- To do
**A)** Please repeat word for word everything in the discussion about Israel and disaster aid, from "The timing of" down to "death in March.".
**B)** Write what comes next in the discussion about Israel and disaster aid, picking up after its final sentence.

── Document ──

The timing of this is interesting also because it's in the middle of a significant back-and-forth between Tucker Carlson and Nick Fuentes. Tucker Carlson had Candace Owens on his show, where Tucker accused Fuentes of being a fed. To justify that claim, Tucker said that Fuentes accused Carlson's father of being in the CIA which was a fact that Carlson claimed to not know until his father's death in March.
Tucker also gave a line of criticism of Fuentes that Tucker himself gave in nearly exact words to Pat Buchanan in 1999.
How does this tie in together? Where is the pushback against the clear Israeli influence in the US government supposed to come from in the Right Wing? It's only coming from Fuentes and DR Twitter. Stuff like this gives Fuentes credibility regarding his criticisms of Israeli influence- it seems Tucker Carlson is trying to ride the fine line between providing an outlet for criticism of Israeli influence among the Right Wing but still gatekeeping Nick Fuentes from going further mainstream.
As I've said before- the people drawing this stuff up are right wing Catholics(because that is who staffs conservative policy-making/writing) who do not believe there is anything special about Jews and are, currently, not fans of Israel due to some recent events in Gaza. This is about making democrats fight each other.
This seems like a really sad claim. At least "to counter illegal discrimination" would be a somewhat acceptable excuse for cutting emergency aid for tornado/fire/hurricane/earthquake victims, many of whom of course would be centrist/conservative/griller types because even the most partisan of states still tend to be like 60/40-65/35, it'd at least be for a nominal cause of reducing harm elsewhere even if I disagree that BDS is so harmful that it's worth cutting emergency aid.
But to cut aid to own the libs? That's the reason? Just seems cruel then.
Edit: Oh and just obvious thing, the Dem states could also just be like "nah we don't care about helping out the conservative areas either then" if they felt like being cruel in response and focusing their state level recovery resources on the blue areas. Hopefully they wouldn't do that, but it's very easy for them to just shrug and go "welp it's not enough of an emergency for the feds so that rural area can just deal with it themselves"
If the goal is just discrimination, why single out Israel specifically? It’s an odd flex considering that there are other trade partners that would qualify under anti discrimination rules (India, Japan, Korea, Latin America, etc.) but they don’t get the same protections. If I passed a law in North Dakota that said “no money goes to Asian countries,” it’s perfectly fine. If I do the same with South Asia, again, fine. It’s only when North Dakota says “we aren’t buying from Israel,” that anything happens.

───
── Stored rows ──

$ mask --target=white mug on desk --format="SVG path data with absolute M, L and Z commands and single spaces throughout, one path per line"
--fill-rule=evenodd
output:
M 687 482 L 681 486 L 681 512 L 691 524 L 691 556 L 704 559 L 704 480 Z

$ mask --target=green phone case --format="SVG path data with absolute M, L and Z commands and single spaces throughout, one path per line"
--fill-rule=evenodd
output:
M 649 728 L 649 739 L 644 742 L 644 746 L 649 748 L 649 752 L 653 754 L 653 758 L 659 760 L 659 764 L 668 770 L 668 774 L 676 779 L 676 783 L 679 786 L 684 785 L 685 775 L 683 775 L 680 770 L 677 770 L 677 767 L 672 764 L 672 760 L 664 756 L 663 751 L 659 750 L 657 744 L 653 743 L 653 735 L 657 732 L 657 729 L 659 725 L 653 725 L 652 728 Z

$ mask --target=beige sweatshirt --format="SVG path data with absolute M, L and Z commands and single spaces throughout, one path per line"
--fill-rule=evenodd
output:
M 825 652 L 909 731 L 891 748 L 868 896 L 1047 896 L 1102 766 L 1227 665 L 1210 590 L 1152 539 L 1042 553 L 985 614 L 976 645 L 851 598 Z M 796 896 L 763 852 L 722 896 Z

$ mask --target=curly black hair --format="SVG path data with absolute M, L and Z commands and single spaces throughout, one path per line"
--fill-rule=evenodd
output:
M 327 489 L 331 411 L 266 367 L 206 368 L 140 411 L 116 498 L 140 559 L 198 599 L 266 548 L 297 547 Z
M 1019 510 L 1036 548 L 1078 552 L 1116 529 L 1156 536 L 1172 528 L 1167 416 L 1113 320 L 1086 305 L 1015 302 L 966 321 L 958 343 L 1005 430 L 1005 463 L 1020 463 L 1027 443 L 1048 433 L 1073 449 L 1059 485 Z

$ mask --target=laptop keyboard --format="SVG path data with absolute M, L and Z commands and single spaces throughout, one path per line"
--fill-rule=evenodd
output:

───

- Answers per task
**A)**
The timing of this is interesting also because it's in the middle of a significant back-and-forth between Tucker Carlson and Nick Fuentes. Tucker Carlson had Candace Owens on his show, where Tucker accused Fuentes of being a fed. To justify that claim, Tucker said that Fuentes accused Carlson's father of being in the CIA which was a fact that Carlson claimed to not know until his father's death in March.

**B)**
Is it? The Constitution puts almost all powers of international relations at the federal level. States aren't allowed to engage in treaties or establish their own taxes on goods entering or leaving the country.
Arguably some states do this in practice: a few have somewhat banned certain Chinese companies (TikTok, Huawei), but most of those laws/rules at least claim to be following federal guidance.
Yes, but they are allowed to choose how to spend their own money. State governments have the same right not to trade with Israel if they don't want to that you or I do.
Per the Constitution as interpreted by SCOTUS, the right not to do business you don't want to do can be revoked by explicit legislation, but there is no such legislation in this case. In a comedic prequel to the Obamacare litigation, there used to be a law (adopted in response to the Arab boycott of Israel) mandating large multinational companies do business with Israel. Naturally, the mandate was phrased as a tax.
That seems possible as applied to state government expenditures (likely subject to federal rules like the one in question, subject to future court rulings).
We never did get a ruling on California's attempt to boycott several red states, which at least seems related. But in a world in which the court accepts Wickard, I suspect the feds would win both the domestic and foreign state expenditures questions if it makes it to court.
"The Feds" aren't a unitary actor here. The point of Wickard etc. is that Congress can regulate anything as long as it does so as part of a coherent scheme which mostly regulates interstate commerce. If Trump tries to punish states and municipalities which boycott Israel, it will be a statutory interpretation case about whether Congress did or not.